● **Exercise objective**
Each line in the data must be reproduced as written, except for any picture.

● **Data under study**
· · · · · · ·
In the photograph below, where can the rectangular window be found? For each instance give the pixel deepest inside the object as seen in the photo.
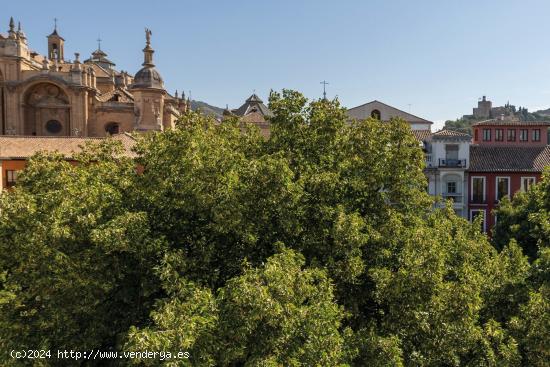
(11, 178)
(451, 187)
(451, 152)
(511, 134)
(536, 134)
(523, 135)
(503, 187)
(526, 183)
(478, 190)
(486, 134)
(474, 213)
(499, 135)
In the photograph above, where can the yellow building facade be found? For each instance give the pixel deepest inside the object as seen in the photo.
(48, 95)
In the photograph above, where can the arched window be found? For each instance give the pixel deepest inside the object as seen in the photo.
(112, 128)
(53, 126)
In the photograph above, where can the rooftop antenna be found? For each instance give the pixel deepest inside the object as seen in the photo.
(325, 83)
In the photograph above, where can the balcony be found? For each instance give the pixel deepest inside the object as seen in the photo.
(452, 163)
(455, 197)
(478, 199)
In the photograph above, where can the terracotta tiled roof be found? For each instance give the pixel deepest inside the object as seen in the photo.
(117, 95)
(422, 135)
(509, 159)
(450, 134)
(23, 147)
(497, 122)
(253, 117)
(252, 104)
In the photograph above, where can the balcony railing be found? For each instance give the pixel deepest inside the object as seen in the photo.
(455, 197)
(458, 163)
(478, 200)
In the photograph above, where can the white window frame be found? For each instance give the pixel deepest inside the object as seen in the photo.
(496, 186)
(537, 138)
(484, 187)
(471, 219)
(522, 188)
(521, 131)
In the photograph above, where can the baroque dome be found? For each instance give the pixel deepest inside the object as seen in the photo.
(148, 77)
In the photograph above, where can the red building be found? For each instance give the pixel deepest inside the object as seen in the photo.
(507, 156)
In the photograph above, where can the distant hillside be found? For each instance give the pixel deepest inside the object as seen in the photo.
(464, 124)
(207, 109)
(545, 113)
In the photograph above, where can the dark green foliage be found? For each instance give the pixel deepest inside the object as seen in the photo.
(318, 246)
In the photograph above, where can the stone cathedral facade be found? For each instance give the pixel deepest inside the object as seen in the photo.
(48, 95)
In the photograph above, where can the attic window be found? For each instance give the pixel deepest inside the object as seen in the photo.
(112, 128)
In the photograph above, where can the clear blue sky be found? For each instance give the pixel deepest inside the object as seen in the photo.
(437, 56)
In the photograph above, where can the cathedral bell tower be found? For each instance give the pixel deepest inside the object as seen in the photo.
(55, 45)
(149, 93)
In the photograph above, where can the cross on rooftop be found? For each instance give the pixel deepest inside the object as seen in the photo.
(325, 83)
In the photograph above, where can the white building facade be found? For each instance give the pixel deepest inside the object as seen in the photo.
(447, 162)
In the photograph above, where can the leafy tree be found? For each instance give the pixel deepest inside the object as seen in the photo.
(75, 260)
(278, 315)
(317, 246)
(526, 219)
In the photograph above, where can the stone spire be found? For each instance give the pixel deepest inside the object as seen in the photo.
(11, 32)
(148, 50)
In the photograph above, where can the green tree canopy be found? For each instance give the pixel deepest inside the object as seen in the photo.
(317, 246)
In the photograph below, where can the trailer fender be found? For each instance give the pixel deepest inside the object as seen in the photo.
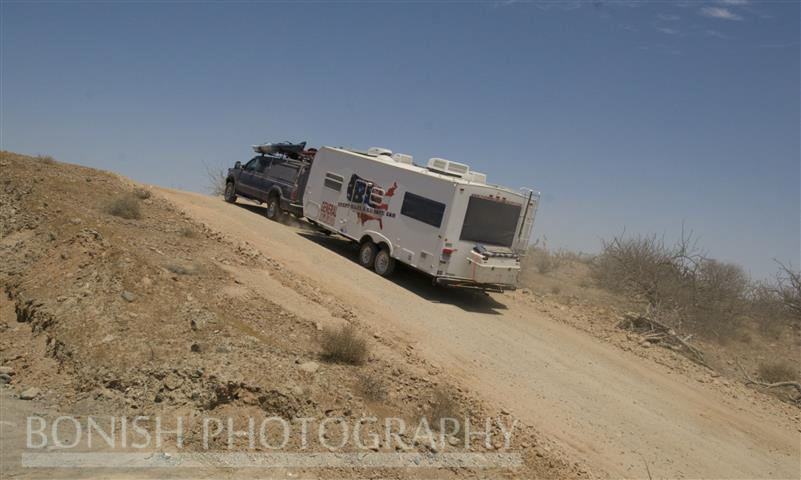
(379, 239)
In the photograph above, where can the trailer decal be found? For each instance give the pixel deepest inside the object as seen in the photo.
(328, 213)
(366, 199)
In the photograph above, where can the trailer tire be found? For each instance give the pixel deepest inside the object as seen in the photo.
(384, 264)
(273, 208)
(229, 195)
(367, 252)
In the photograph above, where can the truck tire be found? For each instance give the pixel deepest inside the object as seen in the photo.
(230, 192)
(367, 254)
(273, 208)
(384, 264)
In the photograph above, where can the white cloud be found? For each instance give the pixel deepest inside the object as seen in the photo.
(722, 13)
(716, 34)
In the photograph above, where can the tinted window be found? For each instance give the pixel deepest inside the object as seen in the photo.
(423, 209)
(284, 171)
(264, 162)
(490, 222)
(251, 165)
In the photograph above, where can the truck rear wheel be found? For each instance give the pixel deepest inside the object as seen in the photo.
(230, 192)
(273, 208)
(384, 264)
(367, 254)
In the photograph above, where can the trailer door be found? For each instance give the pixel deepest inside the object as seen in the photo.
(332, 188)
(526, 223)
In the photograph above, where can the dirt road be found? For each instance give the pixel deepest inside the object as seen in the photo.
(609, 407)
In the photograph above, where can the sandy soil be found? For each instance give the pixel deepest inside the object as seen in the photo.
(609, 407)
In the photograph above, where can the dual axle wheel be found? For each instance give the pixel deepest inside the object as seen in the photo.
(377, 258)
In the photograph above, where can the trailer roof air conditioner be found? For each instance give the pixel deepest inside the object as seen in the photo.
(376, 151)
(477, 177)
(403, 158)
(448, 167)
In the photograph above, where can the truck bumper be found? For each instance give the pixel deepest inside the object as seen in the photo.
(469, 283)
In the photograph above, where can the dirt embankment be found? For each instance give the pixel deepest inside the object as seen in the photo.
(601, 397)
(168, 314)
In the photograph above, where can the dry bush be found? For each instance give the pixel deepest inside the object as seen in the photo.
(544, 261)
(372, 386)
(779, 371)
(442, 406)
(788, 289)
(125, 206)
(344, 345)
(216, 177)
(699, 294)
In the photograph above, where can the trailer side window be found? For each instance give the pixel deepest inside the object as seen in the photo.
(422, 209)
(333, 181)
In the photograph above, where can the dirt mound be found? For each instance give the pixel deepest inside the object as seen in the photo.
(142, 316)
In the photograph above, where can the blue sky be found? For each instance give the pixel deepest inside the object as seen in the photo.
(626, 115)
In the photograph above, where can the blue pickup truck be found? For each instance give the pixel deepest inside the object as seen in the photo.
(276, 176)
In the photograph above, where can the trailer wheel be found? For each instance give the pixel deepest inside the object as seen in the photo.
(273, 208)
(384, 263)
(230, 192)
(367, 254)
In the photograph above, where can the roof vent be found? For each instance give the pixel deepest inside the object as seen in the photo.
(403, 158)
(448, 167)
(376, 151)
(477, 177)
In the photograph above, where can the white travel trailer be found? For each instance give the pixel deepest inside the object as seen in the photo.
(443, 219)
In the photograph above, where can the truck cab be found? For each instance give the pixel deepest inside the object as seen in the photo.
(274, 179)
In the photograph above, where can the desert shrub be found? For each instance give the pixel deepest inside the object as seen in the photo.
(768, 310)
(443, 405)
(125, 206)
(778, 371)
(702, 295)
(372, 386)
(788, 289)
(344, 345)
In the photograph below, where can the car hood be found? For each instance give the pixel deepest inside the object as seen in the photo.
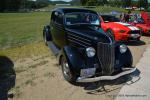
(121, 25)
(91, 33)
(143, 26)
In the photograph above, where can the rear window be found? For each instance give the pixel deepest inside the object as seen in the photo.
(110, 18)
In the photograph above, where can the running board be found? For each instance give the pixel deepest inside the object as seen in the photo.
(53, 48)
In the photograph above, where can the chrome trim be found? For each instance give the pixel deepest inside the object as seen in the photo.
(77, 43)
(125, 72)
(106, 56)
(78, 40)
(78, 37)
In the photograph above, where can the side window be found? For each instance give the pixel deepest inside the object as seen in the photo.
(57, 17)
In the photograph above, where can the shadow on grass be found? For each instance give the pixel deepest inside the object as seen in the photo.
(98, 88)
(7, 77)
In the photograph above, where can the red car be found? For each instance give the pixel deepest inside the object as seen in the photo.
(120, 31)
(142, 25)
· · · · · · ·
● **Answer to the problem**
In the photograph below, where can the rectangular window be found? For each instance give the pixel deepest inside the object as seen in the photo.
(11, 178)
(451, 187)
(451, 152)
(511, 134)
(536, 134)
(523, 135)
(503, 187)
(526, 183)
(478, 190)
(486, 134)
(474, 213)
(499, 135)
In the photograph above, where can the yellow building facade be found? For each instance give the pixel deepest inside the object as seen in the photo.
(48, 95)
In the photograph above, where can the arched window be found? For each instance give the pixel deepest inside the object as seen in the photo.
(112, 128)
(53, 126)
In the photograph above, where can the rooftop antenna be found? For each instance give the pixel deepest inside the object as seen in the photo.
(325, 83)
In the photograph above, where can the balcony be found? For each instance give the pixel deepest inside the object as seen in the photo.
(452, 163)
(455, 197)
(478, 199)
In the photograph above, where can the terracotta tiled roof be found? For each instance give the pixel deepest inside the object as seen in the photo.
(117, 95)
(422, 135)
(509, 159)
(450, 134)
(23, 147)
(497, 122)
(253, 117)
(252, 104)
In the photograph above, where can the balcony railing be found? For each instance give the pixel deepest inside the object as seen in the photo.
(455, 197)
(458, 163)
(478, 200)
In the photograph above, where can the white window frame be found? For each instance give the pixel deepest inside the object as seen in the photo.
(496, 186)
(537, 138)
(484, 187)
(471, 219)
(522, 188)
(521, 131)
In the photograph above, where can the baroque dome be found? For each instance give the pixel deepest inside the object as seen in the photo.
(148, 77)
In the photograph above, where can the red building be found? For each instance give the pixel deepest inside the object as seen in the photo.
(507, 156)
In the photograph above, where can the distant hillside be found? For each instance give the pixel deepest inside the object as seen in the photo.
(464, 124)
(207, 109)
(545, 113)
In the photograph above, where can the dark green foliage be found? For each instance give the pixel deepest inside the object as seen in the photo.
(318, 246)
In the photograph above, where can the stone cathedral facade be found? For each instance give the pixel deepest inside the object as seen in the photo.
(48, 95)
In the photograph above, where can the attic window be found? For each instance give the pixel deepest inside the object as seen in the photo.
(112, 128)
In the photograph above, where can the clear blue sky be found? For each instance give the pixel deepest inside the object as seen in the photo.
(437, 56)
In the photograph above, where can the cathedral bell tower be found? For each instance give the pixel deepest inside the object as seen in the photo.
(55, 45)
(149, 93)
In the photograph above, where can the cross on rooftop be found? For each instance give the pixel deepest inside the object as seen in the photo.
(325, 83)
In the photograph above, where can the white building facade be found? For each instance give the pixel deepest inside the object as seen in the photo.
(447, 162)
In the photograph above, where can the leafy tree be found? For each instance give the pixel deepest inside the object as seen in the photo.
(75, 260)
(278, 315)
(317, 246)
(526, 219)
In the photograph above, where can the stone spire be found? For each instance give the pixel deepest inside the object as seen in the photo.
(11, 32)
(148, 50)
In the photograph above, where can the green tree canopy be found? For each instance give the pixel deepest inside the object as seen in the photo.
(317, 246)
In the photograph below, where can the trailer fender be found? For each instance give the pixel deepest inside the object as seen in the photo.
(379, 239)
In the photograph above, where can the trailer decal be found? For each instance give the pixel deepest inside the object as seen in the photo.
(328, 213)
(366, 199)
In the photograph above, where can the trailer tire be found? For each instance give the pixel deepest inside the object as seen in the photo.
(384, 264)
(273, 208)
(229, 195)
(367, 252)
In the photograph above, where can the truck tire be found? For each instance give the pixel deepest inside the object as seen in the photo.
(230, 192)
(367, 254)
(273, 208)
(384, 264)
In the photograph above, where can the white cloud be found? For each instance give the pixel deepest inside the object as seen in the photo.
(722, 13)
(716, 34)
In the photograph above, where can the tinted window be found? For each instance give the pixel deepest inside the object as seen in the photo.
(423, 209)
(284, 171)
(264, 162)
(490, 222)
(251, 165)
In the photograph above, where can the truck rear wheel be found? For each instance give the pixel deepest inside the object as seen in the photo.
(230, 192)
(273, 208)
(384, 264)
(367, 254)
In the photograph above, where can the trailer door be found? For each instance give the pixel deepest inside the object as seen in the photo.
(332, 188)
(526, 223)
In the photograph above, where can the dirt road be found? For each instance give the pixel deepest inside the object as seen in the photo.
(609, 407)
In the photograph above, where can the sandy soil be found? For each instance give the pixel deepest inside the object as seen in the photo.
(609, 407)
In the photograph above, where can the dual axle wheel be found? For each instance give the pixel deepest inside the object as seen in the photo.
(377, 258)
In the photograph above, where can the trailer roof air conditioner be found? For each instance give the pixel deepest inside the object as seen in the photo.
(376, 151)
(477, 177)
(403, 158)
(448, 167)
In the photograph above, where can the truck bumper be found? For each instance give the pixel deepest inside the object as seen in the photo.
(469, 283)
In the photograph above, where can the dirt embankment be found? For each instance give the pixel deepest inside the object as seen in the photo.
(601, 397)
(168, 314)
In the photograph above, where can the dry bush be found? For each instance give the pixel deepest inside the object as seen in the photo.
(544, 261)
(372, 386)
(779, 371)
(442, 406)
(788, 289)
(125, 206)
(344, 345)
(216, 177)
(699, 294)
In the photograph above, where can the trailer side window be found? For each instance give the pixel deepest inside the object as seen in the photo.
(422, 209)
(333, 181)
In the photograph above, where can the dirt mound be found? For each instance give the pixel deepest inside the object as seen in the photo.
(142, 316)
In the photograph above, where can the blue sky be found? For each instance give the pixel deepest inside the object as seen in the photo.
(626, 115)
In the photograph above, where can the blue pickup truck be found? For each instance give the pixel deepest inside the object as seen in the photo.
(276, 176)
In the photograph above, where can the trailer wheel be found? For each instance give the pixel deepest inside the object as seen in the photo.
(273, 208)
(384, 263)
(230, 192)
(367, 254)
In the photograph above, where can the roof vent be found? For each instance give the pixel deepest inside the object as seen in the photo.
(403, 158)
(448, 167)
(376, 151)
(477, 177)
In the photograph above, where can the white travel trailer be found? For each instance give the pixel deepest inside the object as seen in the photo.
(443, 219)
In the photograph above, where can the truck cab be found? For each instance give the pixel deepest inside the object as seen in the photo.
(274, 179)
In the photograph above, where can the desert shrub be found? For each instance give the pixel deepest inside the object as seen in the photo.
(768, 310)
(443, 405)
(125, 206)
(778, 371)
(702, 295)
(372, 386)
(788, 289)
(344, 345)
In the photograph below, where can the car hood be found? For each instance give the pixel deepest inside the object as seen in the photo.
(121, 25)
(91, 33)
(143, 26)
In the photograph above, where can the rear window be found? For each instance give the pixel deepest inside the object as seen in the photo.
(110, 18)
In the photograph above, where can the running board be found? For each instance give the pixel deepest inside the object as seen in the photo.
(53, 48)
In the photograph above, where can the chrome trim be found? For each instance give the pixel deepest inside the object as seen in the photo.
(77, 43)
(125, 72)
(106, 56)
(78, 40)
(78, 37)
In the photograph above, where can the side window be found? For each instance give the pixel deepest inside the object as seen in the photo.
(57, 17)
In the photograph above, where can the shadow on grass be found? For each instance give the pixel deepest inside the object as seen in the photo.
(98, 88)
(7, 77)
In the photograph above, where can the red car be found? For each instance give the pixel deepest inside the object as seen in the photo.
(120, 31)
(142, 25)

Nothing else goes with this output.